Fragmento de texto -
§ §
Pequeños trozos con los que logro imaginar, suponer, construir ese encuentro de 2002 en el que ambos iban caminando por Madrid, con lentos pasos. Momento de la tarde, casi noche, en que el cielo de la ciudad comenzaba a oscurecer con un vago resplandor naranja asomando entre las nubes.

¿Por qué me acompaña la persistencia de ese momento ahora que intento, una vez más, aproximarme a los cuentos de Balza? La primera respuesta me viene dada en la relación que para mí tiene la narración corta con el ejercicio del caminar: el cuento es un corto paseo sobre el que se fija el esplendor de un detalle, una presencia, un objeto; movimiento preciso contrapuesto a la novela que es un viaje en tren por el que se atraviesan paisajes, ciudades, variados tonos de luz, decenas de rostros, mientras el pensamiento se mueve hacia la memoria y hacia el inestable futuro.

El cuento es la exactitud de un paseo. Una energía que impulsa los pies, una acelerada lentitud en la que cada palabra, cada presencia resulta fundamental y se fija sobre el esfuerzo de quien avanza hacia un próximo destino. El cuento es conciencia del cuerpo; de sus límites; de la economía del esfuerzo; de la morosidad con que la mirada atiende al entorno y lo enumera sin perder conciencia de la velocidad necesaria para llegar al final de un trayecto.

En su Elogio del caminar, dice David Le Breton que este ejercicio: «[…] reduce la inmensidad del mundo a las proporciones del cuerpo. El hombre se entrega a su propia resistencia física y a su sagacidad para tomar el camino más adecuado a su planteamiento, el que lo lleve más directamente a perderse, si ha hecho del vagar su filosofía primera; o el que le lleve al final del viaje con la mayor celeridad, si se contenta con simplemente desplazarse de un lugar a otro».

Leo estas frases y pienso que son prácticamente una definición del cuento; al menos de ciertos tipos de cuentos.

Por eso aquel día de 2002, cuando contemplaba el paseo de Balza y Medardo Fraile, contemplaba a dos cuentistas en pleno ejercicio de escritura: la narración breve es el despliegue de una palabra que camina por el espacio con firmeza.
§ §
Indicaciones de tarea -
En el fragmento sobre el cuento y el caminar, ¿con qué se compara la novela? El listado no hace falta para resolver la tarea.

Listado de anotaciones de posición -
§ §
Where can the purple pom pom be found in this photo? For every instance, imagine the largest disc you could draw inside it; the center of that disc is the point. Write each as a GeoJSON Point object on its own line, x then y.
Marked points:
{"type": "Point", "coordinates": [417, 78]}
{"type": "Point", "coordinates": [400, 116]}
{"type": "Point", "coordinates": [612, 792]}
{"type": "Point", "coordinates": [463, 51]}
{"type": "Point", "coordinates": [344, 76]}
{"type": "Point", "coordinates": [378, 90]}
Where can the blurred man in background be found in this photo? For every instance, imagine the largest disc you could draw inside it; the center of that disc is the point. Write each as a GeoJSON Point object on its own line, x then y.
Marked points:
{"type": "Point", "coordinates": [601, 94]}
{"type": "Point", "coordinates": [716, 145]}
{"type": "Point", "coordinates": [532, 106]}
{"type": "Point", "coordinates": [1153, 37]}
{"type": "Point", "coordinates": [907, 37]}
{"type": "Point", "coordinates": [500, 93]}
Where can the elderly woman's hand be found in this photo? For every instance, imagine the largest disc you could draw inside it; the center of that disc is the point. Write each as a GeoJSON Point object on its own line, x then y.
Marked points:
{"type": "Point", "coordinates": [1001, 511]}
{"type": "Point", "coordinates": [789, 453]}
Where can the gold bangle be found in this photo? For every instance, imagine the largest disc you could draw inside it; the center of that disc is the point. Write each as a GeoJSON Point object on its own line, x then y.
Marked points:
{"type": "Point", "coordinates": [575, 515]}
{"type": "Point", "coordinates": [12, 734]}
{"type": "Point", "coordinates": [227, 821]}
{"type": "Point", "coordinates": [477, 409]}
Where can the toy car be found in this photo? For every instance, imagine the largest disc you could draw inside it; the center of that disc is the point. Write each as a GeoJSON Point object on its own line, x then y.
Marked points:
§ §
Solución redactada -
Con un viaje en tren por el que se atraviesan paisajes, ciudades, variados tonos de luz y decenas de rostros.